Object location annotation data:
┏━━

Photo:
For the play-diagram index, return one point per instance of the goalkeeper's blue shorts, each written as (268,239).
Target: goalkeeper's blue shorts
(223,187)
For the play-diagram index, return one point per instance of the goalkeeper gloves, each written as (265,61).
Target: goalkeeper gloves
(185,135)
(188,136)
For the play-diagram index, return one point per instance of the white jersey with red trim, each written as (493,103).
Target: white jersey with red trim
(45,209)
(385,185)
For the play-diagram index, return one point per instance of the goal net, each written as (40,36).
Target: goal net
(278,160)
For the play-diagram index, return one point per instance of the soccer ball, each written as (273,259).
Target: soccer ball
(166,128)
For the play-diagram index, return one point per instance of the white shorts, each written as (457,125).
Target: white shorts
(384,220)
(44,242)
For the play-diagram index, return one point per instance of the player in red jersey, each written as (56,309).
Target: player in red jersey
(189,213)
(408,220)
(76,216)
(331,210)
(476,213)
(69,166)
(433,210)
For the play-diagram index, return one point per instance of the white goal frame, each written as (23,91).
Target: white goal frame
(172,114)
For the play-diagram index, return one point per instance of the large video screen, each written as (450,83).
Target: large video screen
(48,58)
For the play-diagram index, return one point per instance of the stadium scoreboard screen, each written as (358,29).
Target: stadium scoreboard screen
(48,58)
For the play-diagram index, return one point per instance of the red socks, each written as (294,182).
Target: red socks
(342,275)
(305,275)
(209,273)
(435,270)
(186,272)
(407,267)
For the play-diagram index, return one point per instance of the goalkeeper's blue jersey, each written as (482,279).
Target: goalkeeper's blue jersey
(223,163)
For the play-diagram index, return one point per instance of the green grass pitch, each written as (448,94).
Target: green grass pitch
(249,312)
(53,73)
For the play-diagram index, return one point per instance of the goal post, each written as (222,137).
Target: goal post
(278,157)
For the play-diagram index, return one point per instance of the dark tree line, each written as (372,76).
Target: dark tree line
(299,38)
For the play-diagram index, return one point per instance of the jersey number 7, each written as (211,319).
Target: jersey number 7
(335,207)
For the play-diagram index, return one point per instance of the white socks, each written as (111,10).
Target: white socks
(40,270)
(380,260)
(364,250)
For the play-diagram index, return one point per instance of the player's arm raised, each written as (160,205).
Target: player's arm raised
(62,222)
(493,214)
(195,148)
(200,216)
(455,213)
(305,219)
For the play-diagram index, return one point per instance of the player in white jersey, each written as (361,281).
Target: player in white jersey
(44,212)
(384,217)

┗━━

Set task: Reproduce every item above, line for line, with nothing altered.

Answer to this task:
Photo:
For the play-diagram index, return one point per instance of the goalkeeper's blue shorts, each written as (268,239).
Target: goalkeeper's blue shorts
(223,187)
For the play-diagram index, return one point per instance of the goalkeeper gloves, each written as (265,61).
Target: goalkeeper gloves
(185,135)
(188,136)
For the play-diagram index, return one point per instance of the white jersey with red trim, each written as (493,103).
Target: white jersey with red trim
(45,209)
(385,185)
For the play-diagram index, return one point per instance of the goal net, each written as (40,36).
Target: goal net
(278,160)
For the play-diagram index, return one point per instance of the soccer ball, each written as (273,259).
Target: soccer ball
(166,128)
For the play-diagram index, return one point per instance of the white shorts, each written as (457,125).
Target: white shorts
(384,220)
(44,242)
For the play-diagram index, return one point per instance of the player in red jersey, each written as (56,309).
Target: player in red jersey
(189,213)
(408,220)
(76,216)
(331,210)
(476,213)
(69,166)
(433,210)
For the play-diagram index, return one point per instance of the white goal frame, each written as (23,91).
Target: white goal frame
(172,114)
For the play-diagram index, return one point per instance of the large video screen, each written as (450,83).
Target: large video screen
(48,58)
For the play-diagram index, return one point per instance of the stadium scoreboard screen, each written as (358,29).
Target: stadium scoreboard screen
(48,58)
For the play-diagram index, return one point per instance of the red socks, each written as (294,182).
Target: red socks
(342,275)
(305,275)
(209,273)
(435,270)
(186,272)
(407,267)
For the play-diagram index, return one point per instance of the goalkeeper's blue jersey, each written as (482,279).
Target: goalkeeper's blue jersey
(223,163)
For the play-diagram index, return one point per instance of the green grass pitch, each written as (448,94).
Target: green grass pitch
(249,312)
(53,73)
For the play-diagram index, return one point per instance of the goal post, each written as (222,137).
Target: goal post
(278,157)
For the play-diagram index, return one point per instance of the dark tree line, each written as (372,76).
Target: dark tree line
(299,38)
For the play-diagram index, return one point per instance of the jersey number 7, each written as (211,319).
Target: jersey number 7
(335,207)
For the play-diagram index, return one point per instance of the white socks, each written as (111,10).
Target: white socks
(40,270)
(380,260)
(364,250)
For the play-diagram index, return one point per instance of the player's arm raised, each written as (160,205).
Target: player's arm raised
(62,222)
(493,214)
(195,148)
(200,216)
(455,213)
(305,219)
For the play-diagram index, return one point per instance of the player in white jersey, each written as (361,281).
Target: player in white jersey
(44,212)
(384,217)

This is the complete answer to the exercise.